- Prompt
When you reach the line in the listing below that contains "Objective — for the wooden shelf", begin returning lines exactly as written, and stop after the line that contains "Objective — for the elderly woman's face". Return no other lines.

- Source data
....................
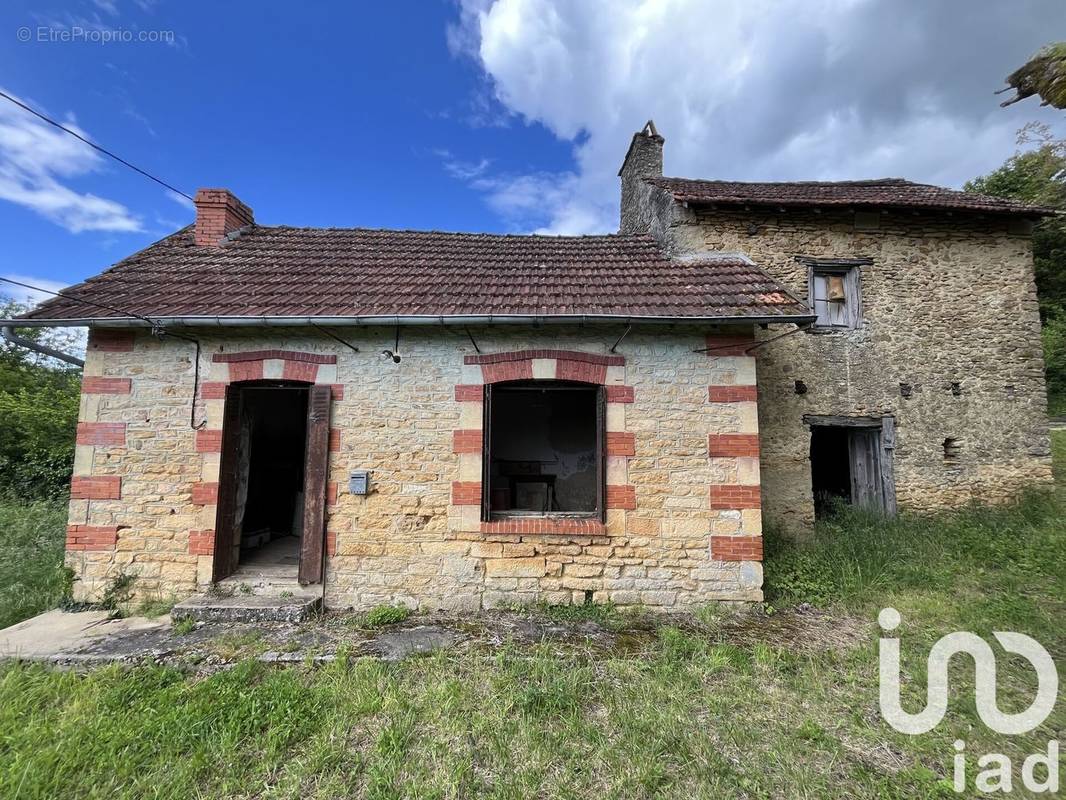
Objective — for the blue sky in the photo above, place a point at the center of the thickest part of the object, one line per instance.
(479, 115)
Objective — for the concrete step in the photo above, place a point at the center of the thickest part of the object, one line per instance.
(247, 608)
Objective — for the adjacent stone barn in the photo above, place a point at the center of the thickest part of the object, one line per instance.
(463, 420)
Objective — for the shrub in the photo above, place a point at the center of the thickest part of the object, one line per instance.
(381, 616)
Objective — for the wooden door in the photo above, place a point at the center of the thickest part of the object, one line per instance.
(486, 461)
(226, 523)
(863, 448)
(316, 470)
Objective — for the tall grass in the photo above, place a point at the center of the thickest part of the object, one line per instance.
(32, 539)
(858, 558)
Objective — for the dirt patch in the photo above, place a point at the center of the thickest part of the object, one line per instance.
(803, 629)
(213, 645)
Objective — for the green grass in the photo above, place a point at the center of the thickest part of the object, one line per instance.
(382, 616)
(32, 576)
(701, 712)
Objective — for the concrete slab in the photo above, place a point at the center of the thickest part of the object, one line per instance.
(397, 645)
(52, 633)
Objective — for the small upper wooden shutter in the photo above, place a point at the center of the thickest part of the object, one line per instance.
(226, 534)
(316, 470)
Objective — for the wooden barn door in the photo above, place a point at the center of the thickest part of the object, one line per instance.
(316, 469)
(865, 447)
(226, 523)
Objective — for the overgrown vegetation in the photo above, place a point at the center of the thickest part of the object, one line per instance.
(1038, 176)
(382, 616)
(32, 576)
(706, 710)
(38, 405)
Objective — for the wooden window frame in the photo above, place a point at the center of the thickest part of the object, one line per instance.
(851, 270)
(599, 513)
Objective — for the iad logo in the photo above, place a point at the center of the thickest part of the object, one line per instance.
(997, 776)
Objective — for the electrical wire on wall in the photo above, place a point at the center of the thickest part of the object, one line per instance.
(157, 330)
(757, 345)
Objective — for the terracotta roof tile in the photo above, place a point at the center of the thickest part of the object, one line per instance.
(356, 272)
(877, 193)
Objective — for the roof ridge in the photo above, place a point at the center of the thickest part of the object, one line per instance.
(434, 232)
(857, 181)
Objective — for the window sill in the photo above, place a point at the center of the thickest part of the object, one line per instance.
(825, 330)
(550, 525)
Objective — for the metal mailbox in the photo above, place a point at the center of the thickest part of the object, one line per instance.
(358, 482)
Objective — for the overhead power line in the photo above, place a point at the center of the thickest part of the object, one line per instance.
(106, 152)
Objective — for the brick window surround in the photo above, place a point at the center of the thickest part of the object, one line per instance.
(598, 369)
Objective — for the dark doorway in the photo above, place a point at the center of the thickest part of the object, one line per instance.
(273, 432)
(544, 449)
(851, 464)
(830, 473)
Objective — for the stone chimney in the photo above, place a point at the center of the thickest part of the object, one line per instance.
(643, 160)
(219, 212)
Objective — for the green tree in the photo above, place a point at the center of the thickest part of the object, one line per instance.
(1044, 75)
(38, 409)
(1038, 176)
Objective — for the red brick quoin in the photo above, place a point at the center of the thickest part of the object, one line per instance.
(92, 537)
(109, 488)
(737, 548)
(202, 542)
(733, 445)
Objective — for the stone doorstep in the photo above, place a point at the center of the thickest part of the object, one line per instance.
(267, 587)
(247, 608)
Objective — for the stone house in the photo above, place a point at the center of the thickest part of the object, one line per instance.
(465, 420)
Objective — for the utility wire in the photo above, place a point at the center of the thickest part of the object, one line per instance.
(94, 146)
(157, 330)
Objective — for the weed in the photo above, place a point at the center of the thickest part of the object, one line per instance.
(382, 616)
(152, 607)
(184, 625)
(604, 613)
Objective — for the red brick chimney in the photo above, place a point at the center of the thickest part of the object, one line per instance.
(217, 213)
....................
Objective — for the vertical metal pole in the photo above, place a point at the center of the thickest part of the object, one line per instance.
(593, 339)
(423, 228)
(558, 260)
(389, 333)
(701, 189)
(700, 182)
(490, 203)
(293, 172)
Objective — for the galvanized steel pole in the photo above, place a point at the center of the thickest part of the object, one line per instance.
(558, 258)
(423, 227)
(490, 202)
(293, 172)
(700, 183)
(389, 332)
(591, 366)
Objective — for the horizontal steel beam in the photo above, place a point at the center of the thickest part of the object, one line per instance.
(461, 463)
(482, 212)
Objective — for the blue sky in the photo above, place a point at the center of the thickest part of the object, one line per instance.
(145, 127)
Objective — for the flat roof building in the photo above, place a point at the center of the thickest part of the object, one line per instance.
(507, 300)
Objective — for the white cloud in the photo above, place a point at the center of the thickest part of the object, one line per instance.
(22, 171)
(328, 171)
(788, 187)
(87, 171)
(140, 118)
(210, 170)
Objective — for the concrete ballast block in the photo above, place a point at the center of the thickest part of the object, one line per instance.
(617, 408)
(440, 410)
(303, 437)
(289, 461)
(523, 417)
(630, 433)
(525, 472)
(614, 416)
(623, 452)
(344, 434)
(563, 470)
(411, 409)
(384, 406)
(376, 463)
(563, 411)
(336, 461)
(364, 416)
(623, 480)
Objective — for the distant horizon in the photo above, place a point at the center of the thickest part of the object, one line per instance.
....................
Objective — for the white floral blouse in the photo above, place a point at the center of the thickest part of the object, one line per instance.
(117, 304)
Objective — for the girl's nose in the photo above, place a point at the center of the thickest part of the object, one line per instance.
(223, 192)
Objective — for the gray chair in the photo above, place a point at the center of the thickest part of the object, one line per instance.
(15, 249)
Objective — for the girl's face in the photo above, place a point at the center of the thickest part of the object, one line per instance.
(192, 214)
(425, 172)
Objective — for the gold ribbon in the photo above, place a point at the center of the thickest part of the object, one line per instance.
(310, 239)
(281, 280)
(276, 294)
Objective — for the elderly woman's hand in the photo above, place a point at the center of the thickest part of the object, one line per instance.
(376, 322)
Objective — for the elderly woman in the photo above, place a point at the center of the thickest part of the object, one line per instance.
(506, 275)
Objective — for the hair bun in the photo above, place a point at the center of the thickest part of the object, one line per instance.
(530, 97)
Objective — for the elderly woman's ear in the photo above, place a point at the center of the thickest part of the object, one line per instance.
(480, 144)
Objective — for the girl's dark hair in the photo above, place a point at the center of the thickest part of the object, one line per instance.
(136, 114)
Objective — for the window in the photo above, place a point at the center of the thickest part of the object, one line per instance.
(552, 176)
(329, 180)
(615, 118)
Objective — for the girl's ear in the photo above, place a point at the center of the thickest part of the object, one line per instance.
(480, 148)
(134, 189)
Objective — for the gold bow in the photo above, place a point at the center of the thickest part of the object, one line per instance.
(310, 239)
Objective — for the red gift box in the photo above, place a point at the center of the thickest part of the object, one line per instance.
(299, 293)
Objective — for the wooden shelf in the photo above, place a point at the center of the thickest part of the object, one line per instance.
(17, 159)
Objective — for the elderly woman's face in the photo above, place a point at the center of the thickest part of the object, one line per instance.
....................
- Finished exercise
Objective — for the wooden shelf in the photo above, place a point at the center of the thickest part of the object, one line per instance.
(17, 159)
Objective — for the elderly woman's face in the photo above, place a point at the center of the thickest part of the object, one line per instance.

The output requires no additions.